*Given passage:*
□ □ □ □ □ □ □

Household is an American melodic punk and "indie-coated emo" band from Minneapolis, Minnesota, formed in August 2013. The band's members are Joshua Gilbert (vocals, bass), Matthew Anthony (drums), and Nathanael Olson (guitar).

On December 6, 2017, Household signed to Equal Vision Records. They released their second album, Everything A River Should Be on February 23, 2018 through Equal Vision.

Household was previously signed to Blood & Ink Records, releasing their first EP, With and Without on September 30, 2014, and their debut full-length album, Time Spent on September 25, 2015, both of which were received well by reviewers. Household also released a split EP with Infinite Me on May 5, 2017.

AltPress cited Household as one of the 18 bands to watch in 2018, describing their sound as "charismatic yet somber, emo yet uplifting." PureVolume called Household "one of the best new bands to come from the Twin Cities."

History

Signing with Blood and Ink 

Household signed with Blood & Ink Records on June 5, 2014. In a statement announcing the record deal, Blood & Ink wrote of Household: "Just barely out of high school, these five have already learned what it means to work hard and make a name for themselves in the Minneapolis scene. With no concern for the status quo, their take on punk/hardcore is passionate, intense and simply refreshing", and characterized their sound as a "raw yet mature blend of modern, melodic hardcore."

With or Without EP release (September 30, 2014)

□ □ □ □ □ □ □

*Data excerpts:*

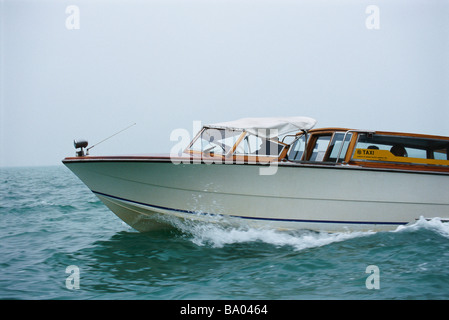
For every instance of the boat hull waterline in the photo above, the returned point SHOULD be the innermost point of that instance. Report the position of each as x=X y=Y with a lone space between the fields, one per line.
x=156 y=193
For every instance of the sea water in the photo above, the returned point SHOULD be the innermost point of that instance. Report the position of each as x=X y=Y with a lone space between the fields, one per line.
x=58 y=241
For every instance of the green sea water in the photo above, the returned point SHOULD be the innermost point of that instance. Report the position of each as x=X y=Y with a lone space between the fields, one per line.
x=58 y=241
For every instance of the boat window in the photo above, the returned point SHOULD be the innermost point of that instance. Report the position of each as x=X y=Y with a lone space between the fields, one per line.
x=297 y=149
x=254 y=145
x=217 y=141
x=336 y=145
x=319 y=150
x=401 y=149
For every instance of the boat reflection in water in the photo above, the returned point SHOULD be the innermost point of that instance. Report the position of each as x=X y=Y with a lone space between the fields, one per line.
x=278 y=173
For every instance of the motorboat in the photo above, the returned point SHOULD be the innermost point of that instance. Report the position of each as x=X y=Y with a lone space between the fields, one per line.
x=277 y=173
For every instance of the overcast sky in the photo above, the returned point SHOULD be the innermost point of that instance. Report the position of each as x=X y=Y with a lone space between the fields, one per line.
x=87 y=69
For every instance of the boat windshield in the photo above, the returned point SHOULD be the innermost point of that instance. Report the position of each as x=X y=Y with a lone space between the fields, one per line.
x=238 y=142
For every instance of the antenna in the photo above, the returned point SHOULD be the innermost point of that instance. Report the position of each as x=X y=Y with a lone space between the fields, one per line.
x=87 y=150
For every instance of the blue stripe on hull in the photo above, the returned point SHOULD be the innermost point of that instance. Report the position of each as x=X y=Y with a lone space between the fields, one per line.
x=252 y=218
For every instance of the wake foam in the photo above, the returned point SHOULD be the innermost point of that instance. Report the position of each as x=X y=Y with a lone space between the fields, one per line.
x=218 y=236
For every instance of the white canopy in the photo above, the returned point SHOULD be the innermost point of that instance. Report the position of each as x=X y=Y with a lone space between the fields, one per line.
x=267 y=127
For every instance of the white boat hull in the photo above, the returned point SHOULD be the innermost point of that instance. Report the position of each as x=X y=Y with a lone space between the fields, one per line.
x=155 y=193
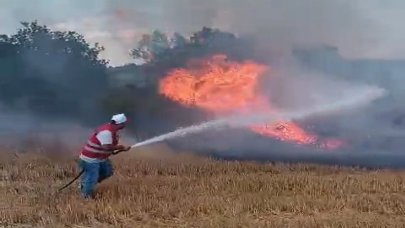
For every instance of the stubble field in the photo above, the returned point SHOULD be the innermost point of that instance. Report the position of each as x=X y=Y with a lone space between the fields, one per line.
x=156 y=187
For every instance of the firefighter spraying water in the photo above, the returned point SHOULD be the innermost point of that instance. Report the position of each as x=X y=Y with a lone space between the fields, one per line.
x=94 y=159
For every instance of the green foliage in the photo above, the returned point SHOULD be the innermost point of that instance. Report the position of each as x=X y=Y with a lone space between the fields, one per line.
x=58 y=74
x=49 y=72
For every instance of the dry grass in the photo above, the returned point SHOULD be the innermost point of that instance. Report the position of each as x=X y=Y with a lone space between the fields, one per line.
x=157 y=188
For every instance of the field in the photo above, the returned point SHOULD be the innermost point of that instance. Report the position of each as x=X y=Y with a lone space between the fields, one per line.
x=156 y=187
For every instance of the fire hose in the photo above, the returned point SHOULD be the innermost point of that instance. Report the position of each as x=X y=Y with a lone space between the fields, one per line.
x=81 y=173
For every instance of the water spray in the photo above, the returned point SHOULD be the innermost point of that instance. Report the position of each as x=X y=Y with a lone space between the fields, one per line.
x=241 y=121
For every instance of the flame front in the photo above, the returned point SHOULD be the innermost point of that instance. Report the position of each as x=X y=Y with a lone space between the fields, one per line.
x=220 y=86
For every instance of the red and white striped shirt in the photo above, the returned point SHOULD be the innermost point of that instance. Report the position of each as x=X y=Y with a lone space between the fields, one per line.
x=93 y=151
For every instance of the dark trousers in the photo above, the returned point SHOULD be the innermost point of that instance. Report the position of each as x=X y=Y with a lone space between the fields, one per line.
x=94 y=173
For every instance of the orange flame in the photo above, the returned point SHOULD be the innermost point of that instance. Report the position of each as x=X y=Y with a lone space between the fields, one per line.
x=222 y=87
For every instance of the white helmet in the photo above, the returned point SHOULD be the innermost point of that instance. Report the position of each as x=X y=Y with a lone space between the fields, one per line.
x=119 y=118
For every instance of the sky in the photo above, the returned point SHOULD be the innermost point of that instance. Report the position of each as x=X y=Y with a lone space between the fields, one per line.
x=359 y=28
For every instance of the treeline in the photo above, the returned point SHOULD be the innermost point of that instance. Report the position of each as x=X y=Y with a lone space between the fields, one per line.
x=59 y=75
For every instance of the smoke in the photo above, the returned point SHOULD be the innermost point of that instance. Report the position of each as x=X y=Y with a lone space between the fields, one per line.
x=276 y=25
x=295 y=83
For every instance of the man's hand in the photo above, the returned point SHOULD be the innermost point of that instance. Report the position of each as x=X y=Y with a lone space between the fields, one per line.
x=127 y=148
x=123 y=148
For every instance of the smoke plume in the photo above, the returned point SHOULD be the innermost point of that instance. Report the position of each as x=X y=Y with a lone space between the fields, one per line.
x=288 y=35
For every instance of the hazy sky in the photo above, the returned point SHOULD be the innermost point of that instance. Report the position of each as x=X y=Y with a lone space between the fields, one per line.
x=360 y=28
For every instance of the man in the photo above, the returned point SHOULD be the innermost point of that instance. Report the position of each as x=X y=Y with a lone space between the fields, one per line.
x=94 y=157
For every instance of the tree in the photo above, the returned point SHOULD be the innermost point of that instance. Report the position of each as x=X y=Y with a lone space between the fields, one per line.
x=151 y=46
x=51 y=73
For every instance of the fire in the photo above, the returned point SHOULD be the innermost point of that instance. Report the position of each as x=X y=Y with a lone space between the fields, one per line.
x=220 y=86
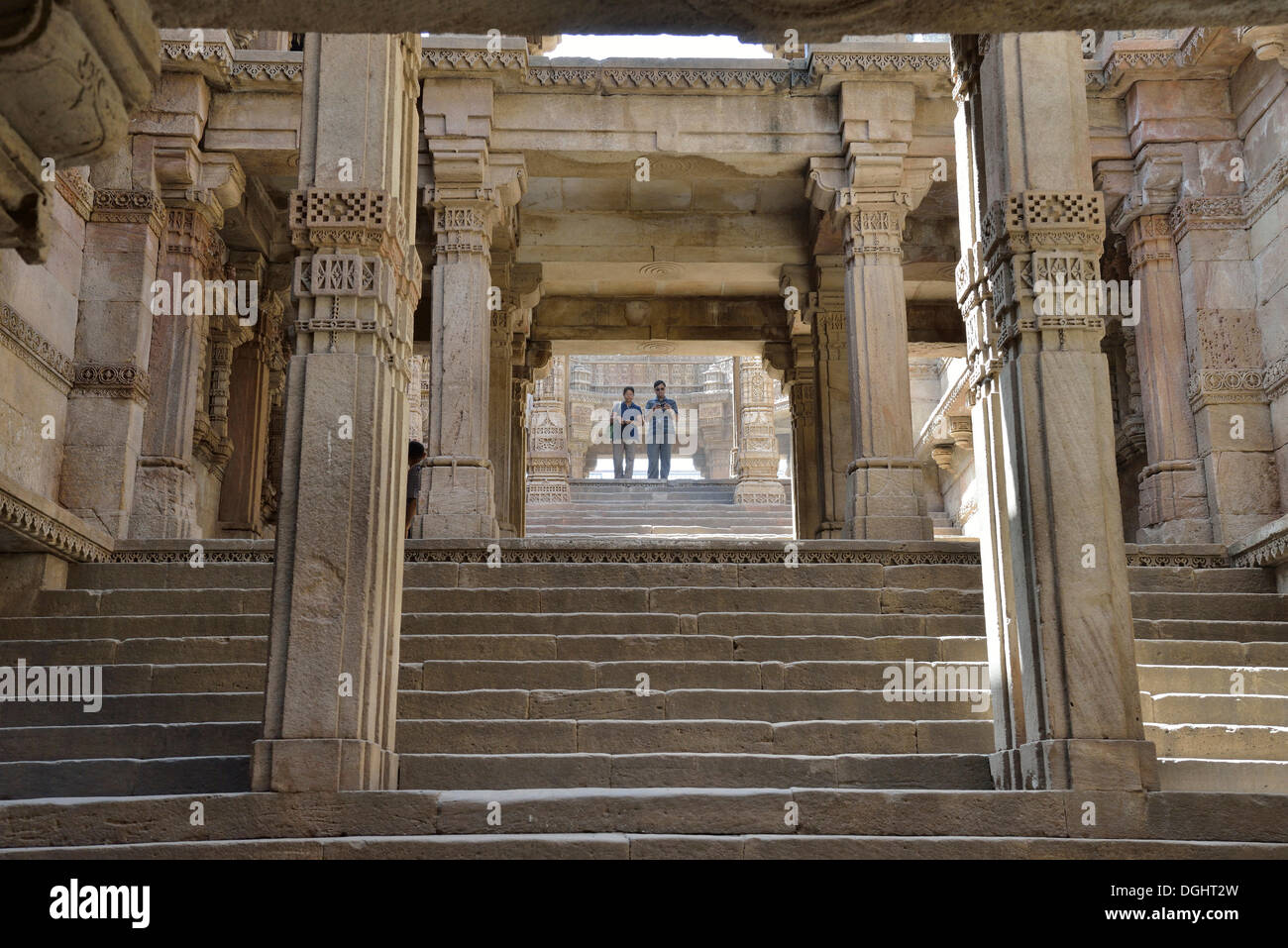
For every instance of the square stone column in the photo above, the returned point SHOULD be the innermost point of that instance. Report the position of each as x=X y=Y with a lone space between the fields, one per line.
x=1057 y=608
x=884 y=498
x=758 y=445
x=1228 y=377
x=548 y=438
x=500 y=398
x=165 y=491
x=519 y=391
x=835 y=416
x=473 y=194
x=336 y=609
x=803 y=398
x=114 y=331
x=1172 y=487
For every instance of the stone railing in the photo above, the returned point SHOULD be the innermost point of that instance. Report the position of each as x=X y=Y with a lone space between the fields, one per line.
x=823 y=65
x=217 y=55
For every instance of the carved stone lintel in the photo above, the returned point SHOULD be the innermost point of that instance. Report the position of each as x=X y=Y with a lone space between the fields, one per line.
x=58 y=102
x=125 y=206
x=31 y=347
x=1266 y=42
x=124 y=380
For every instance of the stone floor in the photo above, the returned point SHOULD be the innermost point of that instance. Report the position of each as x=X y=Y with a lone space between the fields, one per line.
x=523 y=683
x=657 y=507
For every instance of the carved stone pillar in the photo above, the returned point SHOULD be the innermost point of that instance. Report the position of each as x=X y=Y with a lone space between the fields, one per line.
x=111 y=389
x=548 y=438
x=1172 y=489
x=500 y=393
x=241 y=491
x=336 y=609
x=1228 y=378
x=277 y=356
x=716 y=421
x=473 y=192
x=884 y=498
x=758 y=445
x=196 y=188
x=835 y=421
x=803 y=397
x=69 y=76
x=581 y=403
x=1057 y=608
x=519 y=389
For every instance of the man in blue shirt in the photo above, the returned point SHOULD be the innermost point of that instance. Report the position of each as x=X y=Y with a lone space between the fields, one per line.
x=626 y=430
x=662 y=414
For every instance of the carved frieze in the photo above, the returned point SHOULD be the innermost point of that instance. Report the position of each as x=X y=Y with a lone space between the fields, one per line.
x=120 y=380
x=127 y=206
x=21 y=338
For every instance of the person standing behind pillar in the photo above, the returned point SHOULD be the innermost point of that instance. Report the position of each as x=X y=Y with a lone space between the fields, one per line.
x=415 y=455
x=626 y=430
x=662 y=414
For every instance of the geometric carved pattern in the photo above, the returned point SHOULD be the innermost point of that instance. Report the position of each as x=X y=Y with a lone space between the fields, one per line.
x=112 y=381
x=38 y=352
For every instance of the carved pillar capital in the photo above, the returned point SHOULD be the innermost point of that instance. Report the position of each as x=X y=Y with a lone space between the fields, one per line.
x=1266 y=42
x=1149 y=240
x=60 y=104
x=1041 y=237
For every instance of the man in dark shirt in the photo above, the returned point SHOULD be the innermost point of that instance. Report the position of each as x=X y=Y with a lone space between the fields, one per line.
x=626 y=432
x=415 y=455
x=662 y=414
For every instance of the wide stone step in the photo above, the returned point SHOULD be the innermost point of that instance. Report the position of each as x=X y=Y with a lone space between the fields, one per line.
x=1224 y=776
x=38 y=827
x=1219 y=741
x=1211 y=605
x=446 y=675
x=174 y=679
x=213 y=575
x=695 y=737
x=151 y=601
x=709 y=648
x=1216 y=708
x=151 y=626
x=724 y=703
x=527 y=771
x=695 y=599
x=1211 y=652
x=215 y=649
x=679 y=531
x=138 y=708
x=664 y=846
x=1211 y=629
x=728 y=623
x=103 y=741
x=1190 y=579
x=1212 y=679
x=124 y=777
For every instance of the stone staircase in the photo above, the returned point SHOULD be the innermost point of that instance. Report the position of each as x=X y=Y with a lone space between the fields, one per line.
x=528 y=675
x=656 y=507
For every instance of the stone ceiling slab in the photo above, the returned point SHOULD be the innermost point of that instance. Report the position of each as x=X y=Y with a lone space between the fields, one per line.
x=754 y=20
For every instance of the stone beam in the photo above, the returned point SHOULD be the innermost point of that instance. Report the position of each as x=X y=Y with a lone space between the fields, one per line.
x=660 y=318
x=336 y=608
x=1056 y=600
x=51 y=54
x=814 y=22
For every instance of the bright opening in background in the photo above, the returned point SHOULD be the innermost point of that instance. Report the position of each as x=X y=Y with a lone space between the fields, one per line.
x=664 y=47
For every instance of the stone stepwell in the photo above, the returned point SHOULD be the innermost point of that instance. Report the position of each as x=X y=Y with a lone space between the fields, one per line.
x=638 y=708
x=658 y=507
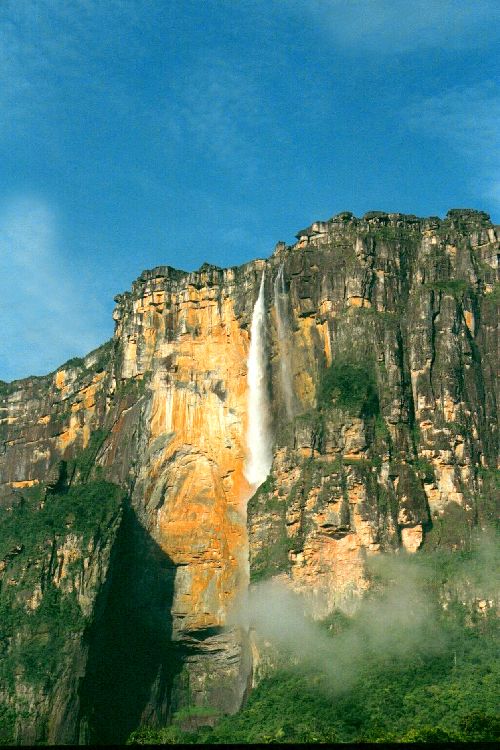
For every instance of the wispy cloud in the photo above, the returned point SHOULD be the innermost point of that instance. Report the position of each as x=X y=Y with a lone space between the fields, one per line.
x=397 y=26
x=467 y=119
x=45 y=316
x=220 y=109
x=53 y=54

□ □ □ □ □ □ □

*To do:*
1 - In the passage about Household, edit the part that opens with the words containing "Household is an" and closes with "Nathanael Olson (guitar)." by putting "July 2013" in place of "August 2013".
2 - Copy the rows word for word from their start through the line containing "x=401 y=149", leaving the pictures out.

*Outputs:*
1 -
Household is an American melodic punk and "indie-coated emo" band from Minneapolis, Minnesota, formed in July 2013. The band's members are Joshua Gilbert (vocals, bass), Matthew Anthony (drums), and Nathanael Olson (guitar).

2 -
For every instance of the boat hull waterline in the photo above, the returned point SHOULD be the innermost point of that instance. Report the position of each as x=X y=Y with a lone space between the fields, one per line.
x=156 y=193
For every instance of the sea water in the photo above, the returned point SHOULD be the innermost point of that instance. Report the position of each as x=X y=Y with a lone space between the fields, one per line.
x=58 y=241
For every instance of the green sea water in the photo above, the returned point SHOULD be the innermost point of that instance. Report the position of each as x=X y=Y with a lone space between the fields, one per line.
x=58 y=241
For every instance of the boat window in the photo above, the returned point SHOULD be the innermost point of that instance. Report the position of each as x=X y=Y with a lone space between the fields, one per line.
x=297 y=149
x=254 y=145
x=217 y=141
x=336 y=145
x=319 y=150
x=401 y=149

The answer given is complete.